Cukup menggugah perhatian kita bersama bahwa Daerah Istimewa Yogyakarta (DIY) yang dikenal dengan sebutan miniatur Indonesia (berbagai suku ditemui/menuntut ilmu, kerja), kental dengan julukan kota budaya, kota pendidikan, kota gudeg karena kuliner khas lokal, dan masyarakatnya yang familier -- koq tiba-tiba dikejutkan dengan adanya kasus kurang nyaman di hati.
Terpetik berita (dalam Tempo.co, 15/11/2019) bahwa beberapa peristiwa intoleransi terjadi di wilayah DIY, bahkan sepanjang tahun 2019 Â telah ditemui tiga kasus intoleransi di Kabupaten Bantul. Lengkapnya sini: https://grafis.tempo.co/read/1887/intoleransi-di-bantul-dan-diy-yogyakarta-dalam-2014-hingga-2019
Yah, namanya saja kasus. Karenanya tak layak jika kemudian disimpulkan dan digeneralisir bahwa Yogyakarta sudah tidak ramah lagi seperti didengung-dengungkan selama ini. Dan perlu dijelaskan di sini bahwa Yogyakarta secara umum masih aman, nyaman. tentram dan damai. Adanya  kasus tersebut jangan sampai "karena nila setitik, merusak susu sebelanga" kan?

Tugas Latihan: Kutip dari teks tentang intoleransi di Yogyakarta bagian yang dimulai dengan "Cukup menggugah perhatian" dan berlanjut sampai "nyaman di hati.", tanpa mengubah satu kata pun. Jadikan teks di atas satu-satunya acuan.

Kumpulan Item:
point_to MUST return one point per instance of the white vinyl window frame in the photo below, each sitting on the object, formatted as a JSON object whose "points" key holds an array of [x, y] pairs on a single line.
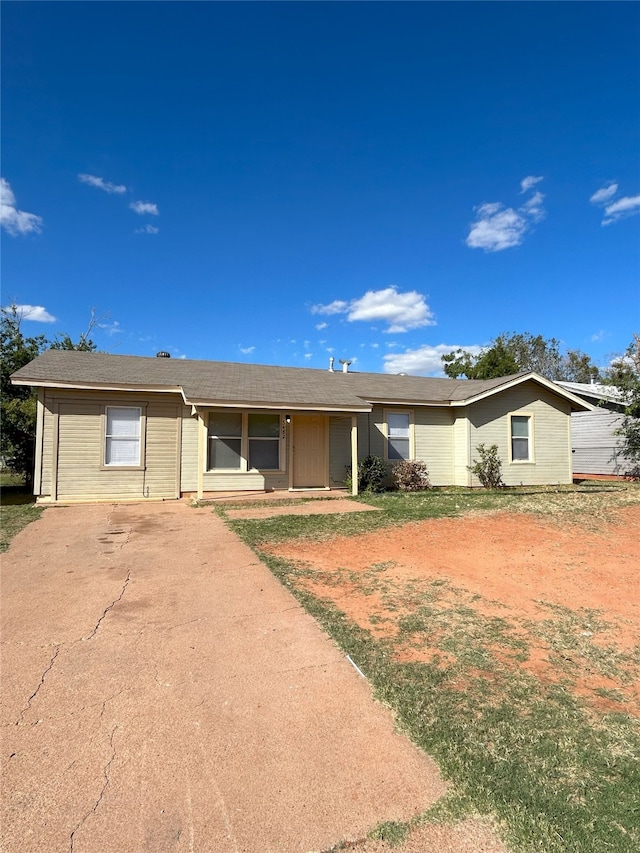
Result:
{"points": [[246, 437], [398, 429], [521, 444], [123, 437]]}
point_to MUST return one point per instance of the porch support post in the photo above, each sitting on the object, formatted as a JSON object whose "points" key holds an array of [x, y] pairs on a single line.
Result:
{"points": [[354, 454], [202, 452]]}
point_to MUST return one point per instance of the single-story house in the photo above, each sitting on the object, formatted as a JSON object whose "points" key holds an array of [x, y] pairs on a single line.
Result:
{"points": [[595, 442], [117, 427]]}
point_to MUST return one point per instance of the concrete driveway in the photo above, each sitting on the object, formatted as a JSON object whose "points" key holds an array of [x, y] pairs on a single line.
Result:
{"points": [[163, 692]]}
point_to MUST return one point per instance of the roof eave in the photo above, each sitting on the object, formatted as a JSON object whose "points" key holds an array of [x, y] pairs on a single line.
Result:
{"points": [[278, 407], [96, 386], [577, 404]]}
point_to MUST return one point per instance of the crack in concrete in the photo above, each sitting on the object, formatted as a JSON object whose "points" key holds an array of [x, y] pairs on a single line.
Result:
{"points": [[110, 607], [38, 688], [105, 785]]}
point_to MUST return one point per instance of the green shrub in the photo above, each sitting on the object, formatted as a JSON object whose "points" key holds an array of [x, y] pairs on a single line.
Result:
{"points": [[372, 473], [411, 476], [489, 468]]}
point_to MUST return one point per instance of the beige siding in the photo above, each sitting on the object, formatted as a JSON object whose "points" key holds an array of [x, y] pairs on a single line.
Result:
{"points": [[189, 451], [339, 449], [433, 441], [78, 461], [47, 448], [375, 445], [461, 439], [489, 424]]}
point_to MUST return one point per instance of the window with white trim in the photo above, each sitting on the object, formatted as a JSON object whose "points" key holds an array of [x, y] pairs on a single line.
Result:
{"points": [[398, 435], [240, 441], [123, 431], [225, 441], [521, 438]]}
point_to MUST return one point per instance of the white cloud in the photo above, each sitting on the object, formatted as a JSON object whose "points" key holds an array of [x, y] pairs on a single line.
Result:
{"points": [[143, 207], [604, 194], [620, 209], [401, 311], [111, 328], [16, 221], [101, 184], [424, 361], [35, 313], [528, 182], [498, 227], [338, 306]]}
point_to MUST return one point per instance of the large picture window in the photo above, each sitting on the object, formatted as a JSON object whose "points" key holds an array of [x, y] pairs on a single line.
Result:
{"points": [[225, 440], [398, 435], [521, 438], [123, 432], [264, 442], [240, 441]]}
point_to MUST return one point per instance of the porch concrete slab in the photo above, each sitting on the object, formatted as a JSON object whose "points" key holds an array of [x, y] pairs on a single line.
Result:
{"points": [[162, 691], [334, 506]]}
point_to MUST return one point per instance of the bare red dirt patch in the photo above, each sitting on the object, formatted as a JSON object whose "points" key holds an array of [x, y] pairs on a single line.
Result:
{"points": [[572, 594]]}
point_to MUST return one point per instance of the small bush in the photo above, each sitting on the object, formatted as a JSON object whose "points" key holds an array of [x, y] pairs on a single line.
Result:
{"points": [[372, 473], [489, 468], [411, 476]]}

Hasil Keluaran:
Cukup menggugah perhatian kita bersama bahwa Daerah Istimewa Yogyakarta (DIY) yang dikenal dengan sebutan miniatur Indonesia (berbagai suku ditemui/menuntut ilmu, kerja), kental dengan julukan kota budaya, kota pendidikan, kota gudeg karena kuliner khas lokal, dan masyarakatnya yang familier -- koq tiba-tiba dikejutkan dengan adanya kasus kurang nyaman di hati.